[Stored data entries]
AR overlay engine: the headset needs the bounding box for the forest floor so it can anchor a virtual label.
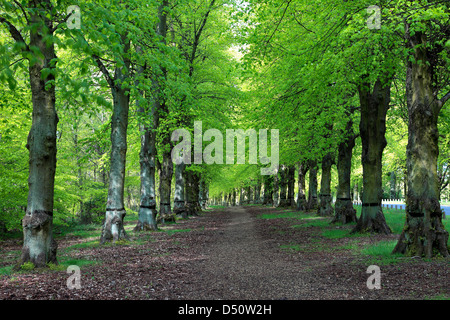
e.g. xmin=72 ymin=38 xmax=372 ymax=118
xmin=0 ymin=205 xmax=448 ymax=300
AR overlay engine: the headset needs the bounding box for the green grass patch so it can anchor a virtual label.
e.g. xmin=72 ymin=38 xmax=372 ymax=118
xmin=164 ymin=228 xmax=192 ymax=236
xmin=321 ymin=228 xmax=368 ymax=239
xmin=359 ymin=240 xmax=403 ymax=265
xmin=259 ymin=210 xmax=316 ymax=220
xmin=291 ymin=219 xmax=330 ymax=229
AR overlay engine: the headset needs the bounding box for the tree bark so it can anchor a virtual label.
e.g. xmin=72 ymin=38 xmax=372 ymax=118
xmin=263 ymin=175 xmax=274 ymax=206
xmin=393 ymin=26 xmax=449 ymax=257
xmin=317 ymin=153 xmax=334 ymax=217
xmin=352 ymin=77 xmax=391 ymax=235
xmin=134 ymin=46 xmax=158 ymax=232
xmin=100 ymin=83 xmax=130 ymax=243
xmin=278 ymin=165 xmax=288 ymax=207
xmin=287 ymin=166 xmax=296 ymax=208
xmin=333 ymin=120 xmax=357 ymax=224
xmin=307 ymin=160 xmax=318 ymax=211
xmin=18 ymin=0 xmax=58 ymax=267
xmin=272 ymin=169 xmax=279 ymax=207
xmin=173 ymin=161 xmax=187 ymax=218
xmin=296 ymin=162 xmax=308 ymax=211
xmin=254 ymin=181 xmax=261 ymax=204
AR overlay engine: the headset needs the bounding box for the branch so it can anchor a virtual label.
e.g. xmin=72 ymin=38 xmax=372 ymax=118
xmin=0 ymin=16 xmax=29 ymax=51
xmin=439 ymin=91 xmax=450 ymax=107
xmin=92 ymin=54 xmax=115 ymax=89
xmin=13 ymin=0 xmax=29 ymax=23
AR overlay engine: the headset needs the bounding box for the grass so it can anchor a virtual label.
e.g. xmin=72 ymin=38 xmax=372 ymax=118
xmin=265 ymin=207 xmax=408 ymax=265
xmin=259 ymin=210 xmax=316 ymax=220
xmin=359 ymin=240 xmax=403 ymax=265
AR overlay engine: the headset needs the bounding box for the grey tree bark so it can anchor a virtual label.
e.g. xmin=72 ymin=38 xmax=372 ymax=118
xmin=333 ymin=119 xmax=357 ymax=224
xmin=317 ymin=153 xmax=335 ymax=217
xmin=307 ymin=160 xmax=318 ymax=211
xmin=296 ymin=162 xmax=309 ymax=211
xmin=287 ymin=165 xmax=296 ymax=208
xmin=352 ymin=77 xmax=391 ymax=235
xmin=263 ymin=175 xmax=274 ymax=206
xmin=393 ymin=24 xmax=449 ymax=257
xmin=173 ymin=161 xmax=187 ymax=218
xmin=13 ymin=0 xmax=59 ymax=267
xmin=278 ymin=165 xmax=288 ymax=207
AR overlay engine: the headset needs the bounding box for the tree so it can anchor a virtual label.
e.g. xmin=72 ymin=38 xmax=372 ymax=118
xmin=1 ymin=0 xmax=62 ymax=267
xmin=393 ymin=3 xmax=450 ymax=257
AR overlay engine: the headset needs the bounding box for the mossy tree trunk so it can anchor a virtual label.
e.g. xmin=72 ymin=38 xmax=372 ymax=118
xmin=15 ymin=0 xmax=59 ymax=267
xmin=296 ymin=162 xmax=308 ymax=211
xmin=352 ymin=77 xmax=391 ymax=235
xmin=307 ymin=160 xmax=318 ymax=211
xmin=393 ymin=25 xmax=449 ymax=258
xmin=333 ymin=119 xmax=357 ymax=224
xmin=318 ymin=153 xmax=334 ymax=217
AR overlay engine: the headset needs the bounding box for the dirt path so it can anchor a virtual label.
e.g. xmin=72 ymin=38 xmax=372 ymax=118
xmin=0 ymin=205 xmax=448 ymax=300
xmin=182 ymin=206 xmax=310 ymax=299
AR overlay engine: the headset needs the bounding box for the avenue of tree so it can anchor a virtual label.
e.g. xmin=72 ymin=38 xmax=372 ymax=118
xmin=0 ymin=0 xmax=449 ymax=269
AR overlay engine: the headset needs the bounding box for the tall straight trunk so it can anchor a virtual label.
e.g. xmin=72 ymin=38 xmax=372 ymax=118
xmin=263 ymin=175 xmax=273 ymax=206
xmin=352 ymin=77 xmax=391 ymax=234
xmin=100 ymin=83 xmax=130 ymax=243
xmin=278 ymin=165 xmax=288 ymax=207
xmin=232 ymin=188 xmax=236 ymax=206
xmin=296 ymin=162 xmax=308 ymax=211
xmin=18 ymin=0 xmax=58 ymax=267
xmin=199 ymin=178 xmax=208 ymax=209
xmin=135 ymin=47 xmax=158 ymax=231
xmin=173 ymin=161 xmax=187 ymax=218
xmin=247 ymin=186 xmax=253 ymax=204
xmin=154 ymin=0 xmax=175 ymax=224
xmin=287 ymin=165 xmax=296 ymax=208
xmin=333 ymin=120 xmax=357 ymax=224
xmin=317 ymin=153 xmax=334 ymax=217
xmin=254 ymin=181 xmax=261 ymax=204
xmin=158 ymin=143 xmax=174 ymax=222
xmin=393 ymin=25 xmax=449 ymax=257
xmin=135 ymin=116 xmax=158 ymax=231
xmin=273 ymin=170 xmax=279 ymax=207
xmin=307 ymin=160 xmax=318 ymax=211
xmin=185 ymin=168 xmax=201 ymax=215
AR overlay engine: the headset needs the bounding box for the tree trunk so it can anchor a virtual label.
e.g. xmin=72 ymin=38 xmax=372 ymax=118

◆ Requirement: How many of the lines above include the string "bark"? Only the number should be written.

◆ Task result: 2